Work to complete
Repeat the lines below from the line with "the white blaze" up to and including the line with "[[200, 50]]", word for word.

Items from a dataset:

********************

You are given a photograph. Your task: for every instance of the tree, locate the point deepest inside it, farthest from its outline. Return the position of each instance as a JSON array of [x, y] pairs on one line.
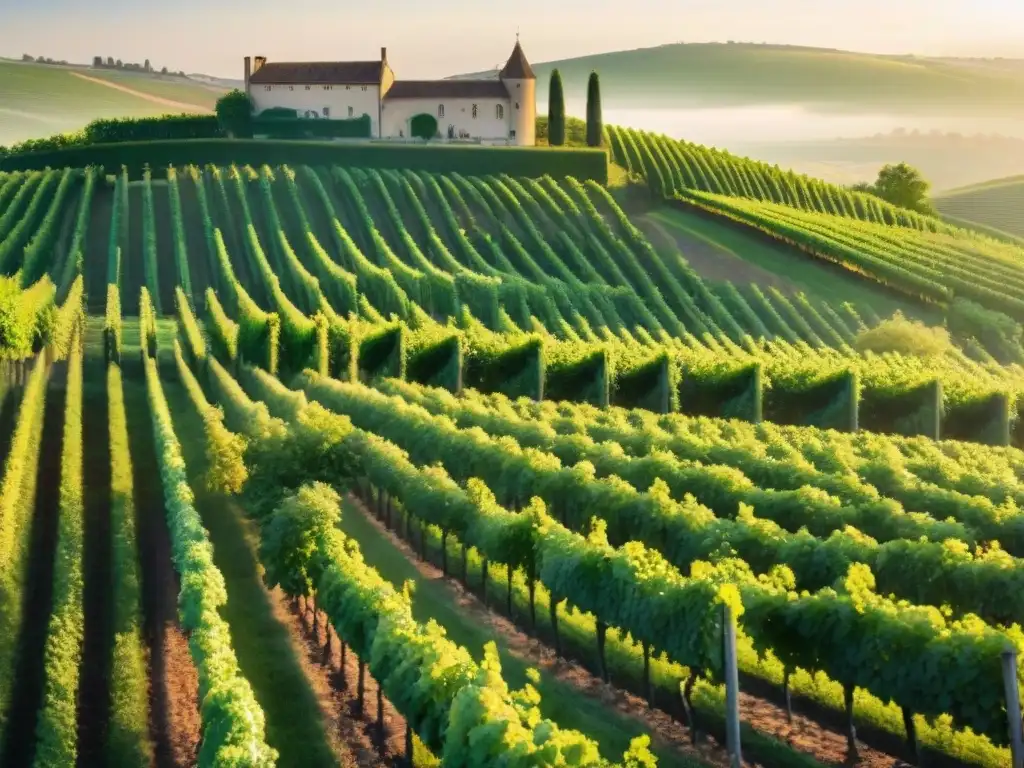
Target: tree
[[595, 126], [556, 111], [903, 185], [235, 112], [423, 125]]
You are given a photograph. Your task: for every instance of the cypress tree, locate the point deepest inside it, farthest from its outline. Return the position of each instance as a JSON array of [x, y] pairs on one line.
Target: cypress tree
[[594, 123], [556, 111]]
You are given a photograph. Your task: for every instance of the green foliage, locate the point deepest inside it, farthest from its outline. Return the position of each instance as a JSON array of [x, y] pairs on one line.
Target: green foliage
[[235, 114], [223, 332], [42, 241], [128, 734], [1000, 335], [150, 245], [13, 241], [117, 130], [27, 317], [423, 126], [112, 326], [56, 727], [178, 235], [556, 111], [146, 325], [906, 337], [522, 161], [304, 128], [225, 471], [902, 185], [576, 130], [595, 124], [232, 721], [16, 491]]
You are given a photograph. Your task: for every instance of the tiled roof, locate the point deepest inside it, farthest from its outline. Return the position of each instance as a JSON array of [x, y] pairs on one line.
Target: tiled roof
[[318, 73], [517, 68], [446, 89]]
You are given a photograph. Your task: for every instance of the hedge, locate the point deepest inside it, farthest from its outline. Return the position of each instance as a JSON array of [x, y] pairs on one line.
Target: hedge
[[297, 128], [515, 161], [116, 130]]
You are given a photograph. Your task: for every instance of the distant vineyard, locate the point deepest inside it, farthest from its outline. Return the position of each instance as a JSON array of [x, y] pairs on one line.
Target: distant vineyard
[[519, 286], [274, 397], [672, 166]]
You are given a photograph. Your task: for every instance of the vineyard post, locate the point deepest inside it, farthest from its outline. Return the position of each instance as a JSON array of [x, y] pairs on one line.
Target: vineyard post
[[1013, 707], [731, 690]]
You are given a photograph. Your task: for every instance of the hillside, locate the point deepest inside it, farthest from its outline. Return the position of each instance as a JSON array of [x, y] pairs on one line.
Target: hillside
[[42, 99], [947, 160], [351, 378], [997, 204], [688, 75]]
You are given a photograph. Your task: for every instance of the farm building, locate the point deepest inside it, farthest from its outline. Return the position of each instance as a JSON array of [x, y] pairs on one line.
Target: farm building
[[501, 110]]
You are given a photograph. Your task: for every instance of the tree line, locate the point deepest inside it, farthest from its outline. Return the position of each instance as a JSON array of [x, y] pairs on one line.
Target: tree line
[[110, 62]]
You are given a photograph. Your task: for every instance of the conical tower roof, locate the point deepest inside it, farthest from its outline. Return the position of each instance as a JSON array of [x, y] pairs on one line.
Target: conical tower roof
[[517, 68]]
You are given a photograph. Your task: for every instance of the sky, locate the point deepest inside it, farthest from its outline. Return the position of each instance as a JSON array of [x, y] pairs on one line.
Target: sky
[[444, 37]]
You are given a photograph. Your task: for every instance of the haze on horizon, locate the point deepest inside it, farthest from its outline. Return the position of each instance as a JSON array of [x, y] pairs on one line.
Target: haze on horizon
[[436, 40]]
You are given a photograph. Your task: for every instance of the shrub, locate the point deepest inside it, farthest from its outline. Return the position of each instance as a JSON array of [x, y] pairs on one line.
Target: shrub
[[235, 114], [906, 337], [423, 125], [283, 127]]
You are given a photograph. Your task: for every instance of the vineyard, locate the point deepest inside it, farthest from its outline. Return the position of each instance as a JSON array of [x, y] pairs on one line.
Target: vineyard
[[333, 465]]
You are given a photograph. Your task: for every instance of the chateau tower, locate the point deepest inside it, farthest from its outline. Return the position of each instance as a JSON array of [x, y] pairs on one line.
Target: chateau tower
[[518, 78]]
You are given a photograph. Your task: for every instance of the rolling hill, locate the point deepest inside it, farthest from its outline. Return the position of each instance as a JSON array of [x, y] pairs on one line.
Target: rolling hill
[[687, 75], [41, 99], [947, 160], [997, 205]]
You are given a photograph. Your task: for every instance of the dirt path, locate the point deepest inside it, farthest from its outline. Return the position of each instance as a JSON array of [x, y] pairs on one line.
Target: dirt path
[[803, 734], [174, 724], [667, 734], [27, 695], [93, 693], [709, 260], [182, 105]]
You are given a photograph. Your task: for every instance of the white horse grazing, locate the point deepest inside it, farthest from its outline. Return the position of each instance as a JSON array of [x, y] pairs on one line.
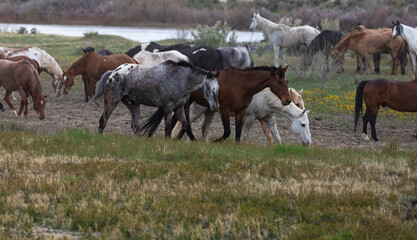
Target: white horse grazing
[[283, 36], [148, 59], [45, 61], [409, 34], [263, 107]]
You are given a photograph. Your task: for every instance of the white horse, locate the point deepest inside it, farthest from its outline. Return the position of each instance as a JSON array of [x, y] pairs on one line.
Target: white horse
[[409, 34], [45, 61], [238, 57], [283, 36], [263, 107], [148, 59]]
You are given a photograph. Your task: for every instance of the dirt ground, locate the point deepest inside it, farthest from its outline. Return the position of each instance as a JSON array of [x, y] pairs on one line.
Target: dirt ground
[[70, 111]]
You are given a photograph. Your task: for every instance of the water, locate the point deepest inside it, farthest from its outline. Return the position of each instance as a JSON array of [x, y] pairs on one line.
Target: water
[[139, 34]]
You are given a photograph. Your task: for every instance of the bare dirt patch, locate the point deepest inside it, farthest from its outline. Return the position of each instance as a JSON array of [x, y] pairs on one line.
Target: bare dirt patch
[[71, 112]]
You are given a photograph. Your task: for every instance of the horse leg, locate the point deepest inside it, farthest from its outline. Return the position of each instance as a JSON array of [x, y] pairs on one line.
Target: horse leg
[[205, 129], [85, 88], [239, 122], [276, 55], [225, 115], [247, 126], [377, 60], [109, 106], [7, 100], [272, 125], [266, 131]]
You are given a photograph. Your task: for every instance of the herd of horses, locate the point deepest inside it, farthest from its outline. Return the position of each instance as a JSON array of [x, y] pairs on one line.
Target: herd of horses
[[184, 81]]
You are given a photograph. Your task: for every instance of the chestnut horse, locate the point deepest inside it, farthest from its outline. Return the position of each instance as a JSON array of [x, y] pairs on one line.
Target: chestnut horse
[[365, 43], [396, 95], [92, 66], [22, 77], [237, 87]]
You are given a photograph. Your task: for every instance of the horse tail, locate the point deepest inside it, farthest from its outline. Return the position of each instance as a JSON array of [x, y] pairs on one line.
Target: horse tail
[[153, 122], [221, 60], [359, 101], [100, 89]]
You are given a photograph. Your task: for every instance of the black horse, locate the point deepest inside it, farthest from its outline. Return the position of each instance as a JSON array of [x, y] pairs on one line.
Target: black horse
[[103, 52]]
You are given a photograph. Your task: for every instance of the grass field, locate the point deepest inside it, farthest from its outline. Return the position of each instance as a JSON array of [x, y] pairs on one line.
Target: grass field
[[79, 184]]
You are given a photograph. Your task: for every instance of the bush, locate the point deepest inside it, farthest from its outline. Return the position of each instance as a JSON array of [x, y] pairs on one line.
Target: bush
[[214, 36], [22, 30]]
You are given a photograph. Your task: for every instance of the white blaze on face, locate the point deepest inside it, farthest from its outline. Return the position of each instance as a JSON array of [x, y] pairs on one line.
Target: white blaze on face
[[200, 50]]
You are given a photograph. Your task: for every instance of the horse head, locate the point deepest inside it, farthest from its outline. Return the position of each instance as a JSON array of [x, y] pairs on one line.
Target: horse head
[[68, 81], [254, 23], [39, 104], [300, 126], [211, 91], [397, 29], [278, 84]]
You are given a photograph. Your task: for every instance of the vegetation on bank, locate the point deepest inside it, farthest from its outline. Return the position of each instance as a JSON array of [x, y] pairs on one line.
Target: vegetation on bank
[[189, 13], [81, 184]]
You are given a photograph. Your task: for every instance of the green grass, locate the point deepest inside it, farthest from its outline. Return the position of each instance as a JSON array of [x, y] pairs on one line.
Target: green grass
[[116, 186]]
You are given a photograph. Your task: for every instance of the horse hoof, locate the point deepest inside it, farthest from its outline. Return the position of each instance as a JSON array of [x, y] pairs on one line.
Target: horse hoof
[[365, 137]]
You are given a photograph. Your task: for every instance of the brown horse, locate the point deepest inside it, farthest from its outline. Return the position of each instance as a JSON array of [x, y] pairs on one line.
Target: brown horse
[[92, 66], [400, 96], [21, 76], [237, 87], [369, 42]]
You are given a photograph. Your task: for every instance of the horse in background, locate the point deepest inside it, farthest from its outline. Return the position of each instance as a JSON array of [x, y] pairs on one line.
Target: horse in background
[[237, 87], [238, 57], [409, 34], [166, 86], [283, 36], [402, 54], [45, 61], [149, 59], [399, 96], [93, 65], [365, 43], [21, 76]]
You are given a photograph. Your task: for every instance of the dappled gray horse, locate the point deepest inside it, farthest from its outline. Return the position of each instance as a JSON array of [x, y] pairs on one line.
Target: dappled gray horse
[[167, 86]]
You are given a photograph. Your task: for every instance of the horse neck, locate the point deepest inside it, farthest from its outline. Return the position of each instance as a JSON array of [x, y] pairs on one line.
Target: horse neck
[[78, 67]]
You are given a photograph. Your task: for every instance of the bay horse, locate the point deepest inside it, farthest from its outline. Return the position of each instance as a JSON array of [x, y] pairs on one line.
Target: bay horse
[[409, 34], [365, 43], [399, 96], [45, 61], [21, 76], [237, 88], [402, 54], [263, 108], [166, 86], [283, 36], [238, 57], [92, 66], [103, 52]]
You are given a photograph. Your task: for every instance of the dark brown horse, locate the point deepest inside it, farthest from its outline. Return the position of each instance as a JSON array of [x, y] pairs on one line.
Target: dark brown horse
[[92, 66], [22, 77], [400, 96], [237, 87]]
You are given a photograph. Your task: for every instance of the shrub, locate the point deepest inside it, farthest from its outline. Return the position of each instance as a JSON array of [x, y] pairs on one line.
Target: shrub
[[214, 36]]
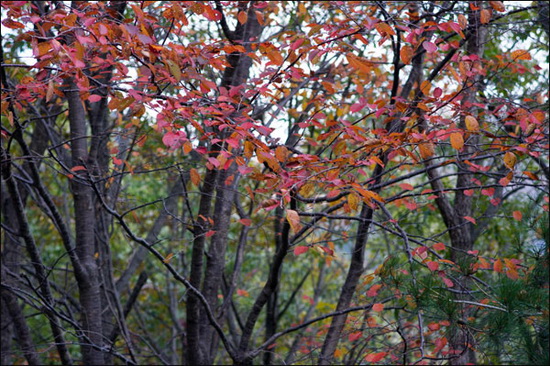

********************

Solution to the problem
You are given a photograph. Your task: for every instance of the white blaze on face, locate the point deepest inside it, farthest from its outline. Return the position of each instance as a JSON array of [x, y] pairs on one line.
Target: white blaze on face
[[200, 50]]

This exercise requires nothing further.